Your task
Take the entries below and print all of them exactly, please.

--*--

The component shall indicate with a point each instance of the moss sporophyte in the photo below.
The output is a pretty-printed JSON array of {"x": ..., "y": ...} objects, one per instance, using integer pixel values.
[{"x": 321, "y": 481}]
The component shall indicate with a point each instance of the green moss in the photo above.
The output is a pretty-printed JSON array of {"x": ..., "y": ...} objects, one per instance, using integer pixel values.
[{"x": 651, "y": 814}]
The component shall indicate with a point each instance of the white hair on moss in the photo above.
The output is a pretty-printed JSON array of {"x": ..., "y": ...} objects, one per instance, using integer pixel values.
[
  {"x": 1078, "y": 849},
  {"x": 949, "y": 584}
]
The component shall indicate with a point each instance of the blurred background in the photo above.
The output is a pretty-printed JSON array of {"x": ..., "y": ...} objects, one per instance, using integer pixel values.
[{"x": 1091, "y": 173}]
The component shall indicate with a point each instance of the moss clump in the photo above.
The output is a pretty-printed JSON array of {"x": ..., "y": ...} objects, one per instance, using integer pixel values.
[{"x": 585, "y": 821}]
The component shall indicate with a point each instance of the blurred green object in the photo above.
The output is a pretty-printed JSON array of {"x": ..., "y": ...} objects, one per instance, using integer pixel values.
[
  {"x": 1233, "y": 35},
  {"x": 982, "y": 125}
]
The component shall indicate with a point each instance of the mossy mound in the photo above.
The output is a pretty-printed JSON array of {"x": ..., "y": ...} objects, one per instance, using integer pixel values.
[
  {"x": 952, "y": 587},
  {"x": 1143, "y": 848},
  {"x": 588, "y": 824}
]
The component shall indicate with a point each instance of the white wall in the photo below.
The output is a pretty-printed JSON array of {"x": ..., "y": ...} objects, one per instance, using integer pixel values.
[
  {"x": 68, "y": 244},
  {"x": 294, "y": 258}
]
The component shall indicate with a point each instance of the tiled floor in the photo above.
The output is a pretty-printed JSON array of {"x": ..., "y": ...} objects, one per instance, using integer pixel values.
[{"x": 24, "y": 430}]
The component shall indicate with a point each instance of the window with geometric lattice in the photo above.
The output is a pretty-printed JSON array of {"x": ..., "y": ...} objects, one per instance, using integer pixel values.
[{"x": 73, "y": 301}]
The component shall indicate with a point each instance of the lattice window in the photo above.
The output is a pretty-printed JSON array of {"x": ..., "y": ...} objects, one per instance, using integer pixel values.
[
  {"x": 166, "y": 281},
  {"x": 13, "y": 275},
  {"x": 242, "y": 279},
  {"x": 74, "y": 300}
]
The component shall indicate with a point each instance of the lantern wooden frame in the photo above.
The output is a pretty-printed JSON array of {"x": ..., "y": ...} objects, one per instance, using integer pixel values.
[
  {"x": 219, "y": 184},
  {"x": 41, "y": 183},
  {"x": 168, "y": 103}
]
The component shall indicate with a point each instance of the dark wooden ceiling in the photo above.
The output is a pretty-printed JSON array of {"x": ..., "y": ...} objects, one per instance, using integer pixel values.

--*--

In response
The component shall indicate with a point each instance of the moss sporophyte in the photo below.
The output is a pretty-printed JSON array of {"x": ..., "y": ...} objects, one per instance, using integer pixel values.
[{"x": 321, "y": 481}]
The component shall indicate with a point each instance of the green moss in the photo above.
The output is a pretty-printed JSON array of {"x": ..., "y": ...} objects, one per instance, using integer pixel values.
[{"x": 651, "y": 814}]
The component shall indicate with a point each instance of the white hair on moss in the photo above.
The output is a pretty-printed JSON array of {"x": ..., "y": ...} objects, one per instance, using integer pixel values.
[
  {"x": 1078, "y": 849},
  {"x": 949, "y": 584}
]
The component shall indicate with a point each instance of the blurred background in the photo above.
The output is a pretty-printed JSON array of {"x": ..., "y": ...} objects, one per instance, using integer pixel values.
[{"x": 1091, "y": 173}]
The component shall indicate with a point each instance of the moss clump in the photo above.
The output is a pretty-printed JSON array of {"x": ..., "y": ...} objects, one per instance, using integer pixel values.
[{"x": 585, "y": 821}]
The component shall indicate with a point each instance of the blurred green object in the photo above.
The output is a pretty-printed JSON array of {"x": ..., "y": ...} objects, one per instance, using integer pixel values.
[
  {"x": 1233, "y": 35},
  {"x": 982, "y": 125}
]
The component shall indicate with a point each instance of the mossy mound in the photo above.
The output is a pretty-printed JSON array of {"x": ..., "y": ...} objects, one per instance, using integer pixel values.
[
  {"x": 952, "y": 587},
  {"x": 1143, "y": 848},
  {"x": 588, "y": 824}
]
The component shall indicate with a point each instance of the white wall in the photo below.
The output is a pretty-printed JSON array of {"x": ..., "y": ...} objects, one per instance, using integer pixel values.
[
  {"x": 68, "y": 244},
  {"x": 294, "y": 258}
]
The component shall indicate with a point each instance of the tiled floor in the photo above.
The output is a pretty-printed JSON array of {"x": ..., "y": ...} objects, one per instance, using integer pixel values.
[{"x": 24, "y": 430}]
The component shall indicate with a point each instance of the window with geometric lattice in the photo above.
The output is a pretty-printed JSON array of {"x": ..., "y": ...} objects, one per instance, using integer pixel values.
[{"x": 73, "y": 301}]
The component shall indicate with a point each instance of the lattice window in the photo above.
The output is a pretty-printed JSON array of {"x": ..., "y": ...} objects, one per instance, using integer pixel values.
[
  {"x": 166, "y": 281},
  {"x": 13, "y": 275},
  {"x": 242, "y": 279},
  {"x": 74, "y": 300}
]
The component shall indicate with a point each instance of the lantern wooden frame in the photo above.
The output is a pretty-printed JSON array of {"x": ..., "y": ...} objects, one per instance, using integer pixel values.
[
  {"x": 219, "y": 184},
  {"x": 41, "y": 183},
  {"x": 168, "y": 103}
]
The component shall indicate with a point each instance of the dark wooden ceiling in the photo above.
The output is a pretty-printed JSON array of {"x": ..., "y": ...} objects, one per instance, using integer pixel values.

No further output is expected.